PROVIDED ENTRIES →
......

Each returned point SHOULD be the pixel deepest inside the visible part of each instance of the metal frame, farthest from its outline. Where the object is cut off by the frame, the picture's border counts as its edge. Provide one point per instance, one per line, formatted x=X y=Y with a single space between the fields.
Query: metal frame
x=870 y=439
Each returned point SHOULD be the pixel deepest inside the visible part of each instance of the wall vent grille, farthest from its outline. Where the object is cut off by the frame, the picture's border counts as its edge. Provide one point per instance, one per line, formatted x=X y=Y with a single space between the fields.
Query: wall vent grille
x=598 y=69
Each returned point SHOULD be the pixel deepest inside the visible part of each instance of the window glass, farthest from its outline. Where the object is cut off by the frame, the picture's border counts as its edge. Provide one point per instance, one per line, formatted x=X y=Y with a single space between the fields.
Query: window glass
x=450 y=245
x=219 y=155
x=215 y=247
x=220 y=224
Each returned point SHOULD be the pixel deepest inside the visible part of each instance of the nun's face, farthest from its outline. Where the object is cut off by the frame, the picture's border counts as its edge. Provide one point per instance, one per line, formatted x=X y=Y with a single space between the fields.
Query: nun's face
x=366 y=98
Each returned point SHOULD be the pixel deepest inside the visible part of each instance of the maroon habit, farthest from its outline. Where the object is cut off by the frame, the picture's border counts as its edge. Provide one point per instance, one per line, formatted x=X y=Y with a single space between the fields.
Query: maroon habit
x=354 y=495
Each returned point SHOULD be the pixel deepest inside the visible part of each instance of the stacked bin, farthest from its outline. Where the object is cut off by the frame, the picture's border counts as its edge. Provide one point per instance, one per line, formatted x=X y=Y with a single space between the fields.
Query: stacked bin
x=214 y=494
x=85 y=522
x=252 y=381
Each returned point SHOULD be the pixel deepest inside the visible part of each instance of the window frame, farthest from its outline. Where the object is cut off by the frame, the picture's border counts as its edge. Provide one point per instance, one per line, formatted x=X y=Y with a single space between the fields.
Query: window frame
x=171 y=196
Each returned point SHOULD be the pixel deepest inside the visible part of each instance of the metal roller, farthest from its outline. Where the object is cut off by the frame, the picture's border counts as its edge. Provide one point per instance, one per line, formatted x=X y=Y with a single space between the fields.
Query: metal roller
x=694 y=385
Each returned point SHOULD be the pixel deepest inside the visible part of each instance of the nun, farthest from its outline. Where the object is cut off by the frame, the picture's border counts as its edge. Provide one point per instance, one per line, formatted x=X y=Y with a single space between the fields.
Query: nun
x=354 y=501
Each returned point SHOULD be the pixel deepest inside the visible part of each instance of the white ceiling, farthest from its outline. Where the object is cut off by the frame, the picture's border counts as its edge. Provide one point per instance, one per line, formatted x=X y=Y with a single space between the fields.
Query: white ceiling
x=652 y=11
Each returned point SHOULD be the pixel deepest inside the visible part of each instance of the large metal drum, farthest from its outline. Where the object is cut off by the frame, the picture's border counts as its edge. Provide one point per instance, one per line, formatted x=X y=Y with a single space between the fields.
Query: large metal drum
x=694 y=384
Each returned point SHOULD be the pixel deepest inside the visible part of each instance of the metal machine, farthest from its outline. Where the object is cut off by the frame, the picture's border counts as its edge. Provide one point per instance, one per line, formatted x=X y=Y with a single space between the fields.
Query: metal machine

......

Output the listing above in full. Every line must match.

Each returned point SHOULD be the pixel deepest inside the visible part of each instance of the metal frame, farthest from its outline. Where the object is cut off by the frame, the picture's border counts as its edge. Provide one point per instance, one per line, formatted x=X y=Y with a single space between the fields.
Query: metal frame
x=870 y=439
Each returned point SHOULD be the pixel deepest inside the visible part of each instance of the wall vent grille, farthest from its outline. Where the object is cut off by the frame, the picture's border counts as its edge. Provide one point per instance, one per line, formatted x=X y=Y with a single space between the fields.
Query: wall vent grille
x=598 y=69
Each returned point SHOULD be the pixel deepest inside the visible part of each instance of the window glass, farthest from its outline. Where the object is cut off by the frame, the picture's border counts as its edge. Provide one point per instance, one per line, formatted x=X y=Y with a single space between the fields.
Query: window glass
x=450 y=245
x=219 y=155
x=215 y=247
x=220 y=224
Each returned point SHOULD be the pixel deepest inside the visible part of each instance of the nun's face, farthest from its outline. Where the object is cut off by the frame, the picture's border counts as its edge. Provide one point per instance, one per line, formatted x=X y=Y with a single space between the fields.
Query: nun's face
x=366 y=98
Each returned point SHOULD be the pixel deepest inside the visible part of each instance of the maroon habit, farthest from its outline. Where the object is cut off by the frame, the picture's border counts as its edge. Provide one point per instance, one per line, formatted x=X y=Y with a single space between the fields.
Query: maroon habit
x=354 y=495
Each returned point SHOULD be the pixel deepest inside the visible part of each instance of the stacked bin, farthest from its outline. Where the object is cut off by the frame, the picture's border counts as its edge. Provide one point per instance, one per line, formatted x=X y=Y with a single space between the fields.
Query: stacked bin
x=214 y=494
x=85 y=522
x=252 y=381
Each returned point SHOULD be the pixel deepest inside the visible part of each instance of the window frame, farthest from its outline. Where the object is cut off by the frame, the picture's border counts as its edge. Provide one point per instance, one per line, formatted x=X y=Y with a single space between the fields.
Query: window frame
x=171 y=196
Each returned point SHOULD be the pixel deepest inside the visible part of each instance of the metal roller, farthest from its outline. Where the object is cut off by the frame, the picture's border counts as its edge. Provide one point per instance, one per line, formatted x=X y=Y with a single space between the fields.
Query: metal roller
x=694 y=385
Each returned point SHOULD be the pixel deepest inside the visible part of each instance of the nun, farthest from its outline. Where the object is cut off by the frame, the picture's border counts as its edge. Provide one point per instance, one per line, formatted x=X y=Y with a single space between the fields.
Query: nun
x=354 y=501
Each returned point SHOULD be the pixel deepest inside the visible part of each instance of the white ceiling, farthest from its outline. Where the object is cut off by the frame, the picture's border counts as its edge. Provide one point per instance, one per line, formatted x=X y=Y with a single space between the fields.
Query: white ceiling
x=652 y=11
Each returned point SHOULD be the pixel deepest inside the visible part of each instance of the large metal drum, farthest from its outline. Where the object is cut off by the frame, the picture's border counts as its edge. Provide one point per instance, one per line, formatted x=X y=Y with a single space between the fields.
Query: large metal drum
x=694 y=384
Each returned point SHOULD be the pixel deepest inside the visible part of each instance of the metal machine, farthest from its outline. Where the object is cut off by the frame, the picture's border counts as its edge. Provide one point per instance, one per line, formatted x=X y=Y with a single space between the fields.
Query: metal machine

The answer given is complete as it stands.